= DATA PROVIDED =
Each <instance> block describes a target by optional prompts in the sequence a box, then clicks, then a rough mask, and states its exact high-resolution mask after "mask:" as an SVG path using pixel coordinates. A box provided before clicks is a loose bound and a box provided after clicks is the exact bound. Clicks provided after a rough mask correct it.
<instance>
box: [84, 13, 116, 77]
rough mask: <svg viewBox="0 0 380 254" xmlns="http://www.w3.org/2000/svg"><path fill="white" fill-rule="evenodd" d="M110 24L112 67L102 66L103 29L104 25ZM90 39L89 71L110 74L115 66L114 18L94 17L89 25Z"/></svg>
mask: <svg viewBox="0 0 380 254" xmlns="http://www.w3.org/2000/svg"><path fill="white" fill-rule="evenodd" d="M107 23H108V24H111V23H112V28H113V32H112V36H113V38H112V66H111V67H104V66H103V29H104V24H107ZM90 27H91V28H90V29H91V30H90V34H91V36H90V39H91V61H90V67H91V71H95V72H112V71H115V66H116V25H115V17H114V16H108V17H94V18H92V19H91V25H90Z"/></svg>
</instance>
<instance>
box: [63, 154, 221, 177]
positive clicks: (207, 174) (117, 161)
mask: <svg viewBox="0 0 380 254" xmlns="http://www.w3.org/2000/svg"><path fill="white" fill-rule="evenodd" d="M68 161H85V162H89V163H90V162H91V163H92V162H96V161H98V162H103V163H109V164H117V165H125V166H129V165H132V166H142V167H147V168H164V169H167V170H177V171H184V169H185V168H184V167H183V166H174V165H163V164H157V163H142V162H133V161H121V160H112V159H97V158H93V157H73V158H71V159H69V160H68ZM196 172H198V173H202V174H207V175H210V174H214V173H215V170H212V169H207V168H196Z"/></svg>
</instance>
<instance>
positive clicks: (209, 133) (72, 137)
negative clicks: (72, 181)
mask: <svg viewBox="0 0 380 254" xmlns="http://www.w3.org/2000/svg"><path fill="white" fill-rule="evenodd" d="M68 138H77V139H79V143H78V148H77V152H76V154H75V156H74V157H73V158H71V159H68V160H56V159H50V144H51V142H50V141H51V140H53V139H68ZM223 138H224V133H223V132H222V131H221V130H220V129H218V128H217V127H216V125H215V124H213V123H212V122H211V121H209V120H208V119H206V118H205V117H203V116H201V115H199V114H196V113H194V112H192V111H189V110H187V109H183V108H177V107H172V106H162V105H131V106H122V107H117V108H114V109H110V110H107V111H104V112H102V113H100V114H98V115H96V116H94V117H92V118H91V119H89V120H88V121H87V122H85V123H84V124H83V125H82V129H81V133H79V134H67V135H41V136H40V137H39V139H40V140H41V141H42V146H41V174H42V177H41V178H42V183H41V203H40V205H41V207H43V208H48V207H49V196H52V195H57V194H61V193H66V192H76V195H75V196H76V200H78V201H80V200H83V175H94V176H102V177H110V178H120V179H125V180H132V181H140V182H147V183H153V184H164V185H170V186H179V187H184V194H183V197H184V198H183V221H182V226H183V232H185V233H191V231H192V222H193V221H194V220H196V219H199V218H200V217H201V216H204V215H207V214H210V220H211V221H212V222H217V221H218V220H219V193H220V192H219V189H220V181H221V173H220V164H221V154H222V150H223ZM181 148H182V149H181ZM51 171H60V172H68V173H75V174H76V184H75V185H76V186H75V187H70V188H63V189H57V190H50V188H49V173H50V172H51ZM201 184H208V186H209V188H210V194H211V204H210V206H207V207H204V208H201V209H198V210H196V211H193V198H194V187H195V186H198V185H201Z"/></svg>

= EXERCISE =
Can you give all the records above again with every "positive clicks" replaced by "foreground clicks" and nothing else changed?

= FINISHED EXERCISE =
Each <instance> block describes a target by optional prompts in the sequence a box, then clicks, then a rough mask, and states its exact high-resolution mask after "mask:" as an SVG path using pixel coordinates. A box provided before clicks is a loose bound and a box provided after clicks is the exact bound. Clicks provided after a rough mask correct it.
<instance>
box: [84, 13, 116, 77]
rough mask: <svg viewBox="0 0 380 254" xmlns="http://www.w3.org/2000/svg"><path fill="white" fill-rule="evenodd" d="M110 24L112 67L102 66L103 29L104 25ZM90 39L89 71L110 74L115 66L114 18L94 17L89 25Z"/></svg>
mask: <svg viewBox="0 0 380 254" xmlns="http://www.w3.org/2000/svg"><path fill="white" fill-rule="evenodd" d="M107 23H108V24H111V23H112V28H113V32H112V36H113V38H112V66H111V67H104V66H103V29H104V24H107ZM90 27H91V28H90V29H91V30H90V34H91V36H90V39H91V61H90V67H91V71H95V72H112V71H115V66H116V25H115V17H114V16H108V17H94V18H92V19H91V25H90Z"/></svg>
</instance>
<instance>
box: [63, 154, 221, 177]
foreground clicks: (207, 174) (117, 161)
mask: <svg viewBox="0 0 380 254" xmlns="http://www.w3.org/2000/svg"><path fill="white" fill-rule="evenodd" d="M68 161H85V162H89V163H90V162H91V163H92V162H96V161H98V162H103V163H109V164H117V165H125V166H129V165H132V166H142V167H147V168H164V169H167V170H177V171H184V169H185V168H184V167H183V166H174V165H163V164H157V163H142V162H133V161H121V160H112V159H97V158H93V157H73V158H71V159H69V160H68ZM196 172H198V173H202V174H207V175H210V174H214V173H215V170H212V169H207V168H196Z"/></svg>
</instance>
<instance>
foreground clicks: (209, 133) (72, 137)
negative clicks: (72, 181)
mask: <svg viewBox="0 0 380 254" xmlns="http://www.w3.org/2000/svg"><path fill="white" fill-rule="evenodd" d="M68 138H77V139H79V143H78V148H77V152H76V154H75V156H74V157H73V158H71V159H68V160H56V159H50V144H51V142H50V141H51V140H53V139H68ZM223 138H224V133H223V132H222V131H221V130H220V129H218V128H217V127H216V125H215V124H213V123H212V122H211V121H209V120H208V119H206V118H205V117H203V116H201V115H199V114H196V113H194V112H192V111H189V110H187V109H183V108H177V107H172V106H162V105H131V106H122V107H117V108H114V109H110V110H107V111H104V112H102V113H100V114H98V115H96V116H94V117H92V118H91V119H89V120H88V121H87V122H85V123H84V124H83V125H82V129H81V133H79V134H67V135H41V136H40V137H39V139H40V140H41V141H42V146H41V174H42V177H41V178H42V183H41V203H40V205H41V207H43V208H48V207H49V196H52V195H57V194H61V193H66V192H76V195H75V196H76V200H78V201H80V200H83V175H94V176H102V177H110V178H120V179H125V180H132V181H140V182H147V183H153V184H164V185H170V186H179V187H184V194H183V197H184V198H183V221H182V226H183V232H185V233H191V231H192V222H193V221H194V220H196V219H199V218H200V217H201V216H204V215H207V214H210V220H211V221H212V222H217V221H218V220H219V193H220V192H219V189H220V181H221V173H220V164H221V154H222V150H223ZM181 148H182V149H181ZM51 171H60V172H68V173H75V174H76V184H75V185H76V186H75V187H70V188H63V189H57V190H50V188H49V173H50V172H51ZM201 184H208V186H209V188H210V194H211V204H210V206H207V207H204V208H201V209H198V210H196V211H193V198H194V187H195V186H198V185H201Z"/></svg>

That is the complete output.